■ **Задача**
Допишите приведенный ниже фрагмент о рекламе и «Риторике» Аристотеля, начав сразу с того места, которым заканчивается его последнее предложение.

■ **Фрагмент документа**
####################

Я начал речь с объяснения темы. «Реклама – это ведь форма продажи, не так ли?» – спросил я.

Слушатели кивнули. «А разве любая форма продажи не есть попытка убедить, в данном случае потенциальных клиентов, купить рекламируемый товар?» Они снова кивнули.

Итак, продолжал я, Аристотель – мастер искусства убеждения, о котором он и написал длинный трактат под названием «Риторика». Чтобы вкратце представить свою основную мысль, я рассказал, что Аристотель выделял три основных фактора успешного убеждения.

Для этих трех средств не придумать названий удачнее, чем греческие слова этос, пафос и логос. Собственно, в них и заключается суть.

Прежде чем подробно рассматривать эти факторы, замечу: рекламистов настолько потрясли познания Аристотеля в их профессии, что, как я позднее узнал, вечером они уже осаждали книжные магазины Сан‑Франциско, безуспешно пытаясь купить «Риторику».

Греческое слово «этос» обозначает характер человека. Демонстрация своей самости – предварительный шаг при любой попытке убеждения. Желающий убедить должен преподнести себя как обладателя характера, подходящего для достижения конкретной цели.

####################

(Записи контуров для изображений)

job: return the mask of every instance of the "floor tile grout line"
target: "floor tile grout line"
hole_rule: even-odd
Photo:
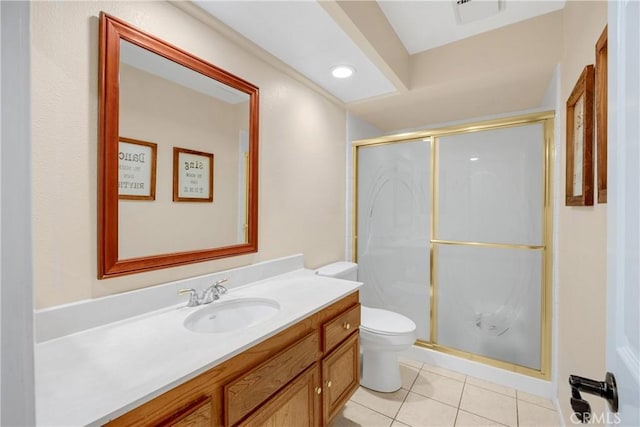
[[[511,396],[511,395],[508,395],[508,394],[501,393],[501,392],[499,392],[499,391],[491,390],[490,388],[482,387],[481,385],[477,385],[477,384],[473,384],[473,383],[469,383],[469,385],[470,385],[470,386],[473,386],[473,387],[481,388],[481,389],[483,389],[483,390],[485,390],[485,391],[490,391],[491,393],[499,394],[500,396],[506,396],[506,397],[510,397],[511,399],[515,399],[515,400],[517,400],[517,397],[515,397],[515,396]],[[499,384],[498,384],[498,385],[499,385]],[[505,386],[505,387],[506,387],[506,386]],[[515,388],[514,388],[514,389],[512,389],[512,390],[513,390],[514,392],[516,391],[516,389],[515,389]]]
[[[417,375],[416,375],[416,378],[418,378]],[[413,382],[415,382],[415,380],[413,380]],[[413,384],[411,385],[411,387],[413,387]],[[402,409],[402,406],[404,405],[404,402],[407,401],[407,397],[409,397],[409,393],[411,393],[411,388],[409,388],[409,390],[407,390],[407,394],[404,395],[404,399],[402,399],[402,403],[398,407],[398,410],[396,411],[396,414],[393,416],[393,421],[398,421],[399,423],[402,423],[402,421],[398,420],[398,414],[400,413],[400,410]],[[392,424],[393,424],[393,421],[391,422]],[[404,423],[402,423],[402,424],[404,424]]]
[[[518,403],[520,403],[520,402],[524,402],[524,403],[528,403],[529,405],[536,406],[536,407],[538,407],[538,408],[546,409],[547,411],[558,412],[558,410],[557,410],[556,408],[549,408],[549,407],[547,407],[547,406],[540,405],[540,404],[535,403],[535,402],[530,402],[530,401],[528,401],[528,400],[524,400],[524,399],[521,399],[521,398],[519,398],[519,397],[518,397],[517,399],[518,399]]]
[[[355,400],[351,400],[351,399],[349,399],[349,401],[350,401],[350,402],[355,403],[355,404],[356,404],[356,405],[358,405],[358,406],[362,406],[363,408],[368,409],[368,410],[370,410],[370,411],[372,411],[372,412],[375,412],[375,413],[376,413],[376,414],[378,414],[378,415],[382,415],[382,416],[383,416],[383,417],[385,417],[385,418],[389,418],[389,419],[391,420],[391,422],[392,422],[392,423],[393,423],[393,421],[395,420],[395,418],[391,418],[389,415],[383,414],[383,413],[382,413],[382,412],[380,412],[380,411],[376,411],[376,410],[375,410],[375,409],[373,409],[373,408],[369,408],[367,405],[363,405],[363,404],[362,404],[362,403],[360,403],[360,402],[356,402]],[[389,424],[389,425],[391,425],[391,424]]]

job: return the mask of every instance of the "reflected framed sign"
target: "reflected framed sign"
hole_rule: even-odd
[[[213,202],[213,154],[173,147],[173,201]]]
[[[155,200],[158,144],[120,137],[118,198]]]

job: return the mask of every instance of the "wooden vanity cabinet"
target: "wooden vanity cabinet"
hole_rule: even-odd
[[[356,291],[107,425],[327,425],[358,388],[359,325]]]

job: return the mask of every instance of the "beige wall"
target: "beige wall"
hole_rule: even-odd
[[[569,97],[583,68],[595,64],[595,44],[607,23],[604,1],[569,1],[563,15],[563,55],[560,99]],[[565,111],[558,114],[560,135],[560,186],[558,253],[558,400],[565,423],[572,425],[569,404],[570,374],[604,378],[606,302],[606,212],[607,206],[564,205]],[[595,182],[595,181],[594,181]],[[597,199],[597,197],[594,197]],[[604,410],[604,401],[588,398],[594,413]]]
[[[98,15],[103,10],[260,88],[259,252],[97,280]],[[36,306],[294,253],[344,259],[345,111],[165,2],[31,4]],[[206,224],[205,224],[206,225]]]

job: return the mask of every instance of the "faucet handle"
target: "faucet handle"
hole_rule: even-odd
[[[195,307],[200,305],[200,301],[198,301],[198,292],[193,288],[180,289],[178,291],[178,295],[189,294],[189,302],[187,303],[187,307]]]
[[[224,279],[220,279],[216,282],[215,285],[213,285],[217,290],[218,293],[220,294],[226,294],[227,293],[227,288],[222,286],[222,283],[227,282],[229,279],[224,278]]]

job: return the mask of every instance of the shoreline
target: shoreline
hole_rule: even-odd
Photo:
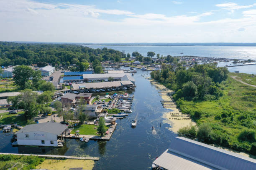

####################

■ **Ответ на задачу**
Если, обращаясь в конкретном случае к одному или нескольким людям, вы хотите, чтобы вас не только внимательно выслушали, но и поверили в ценность ваших слов, вы должны донести до аудитории, что хорошо разбираетесь в предмете и что в вашей честности и добрых намерениях усомниться нельзя. В их глазах вы должны выглядеть привлекательно и располагать к себе, а также вызывать доверие.

Чтобы достичь этого результата перед собранием рекламистов, я рассказал им две истории о себе. В первой шла речь о моей беседе с одним из банкиров энциклопедии «Британника» в те времена, когда компания тратила большие суммы денег на издание «Великих книг Западного мира» и «Синтопикона» под моей редакцией.

На совещании банкир с большим сомнением отнесся к рыночным перспективам продукции, на которую компания тратила столько средств, и особенно – к странному проекту под названием «Синтопикон», завершение которого угрожало расходами в миллион с лишним долларов – серьезной суммы. Что в нем такого ценного, чтобы вызывать у людей желание купить комплект книг и «Синтопикон»[17]в придачу? «Вот я, например, люблю продавать и покупать, – заявил банкир. – Если я открою собрание из ста двух великих идей в „Синтопиконе“, там найдется что‑нибудь о продаже?»

Признаюсь, на миг я растерялся, поскольку в названиях ста двух глав о великих идеях не было ничего о продаже, как и в алфавитном указателе из тысячи восьмисот терминов, обозначающих отдельные аспекты великих идей. Чтобы преодолеть растерянность, я задал встречный вопрос.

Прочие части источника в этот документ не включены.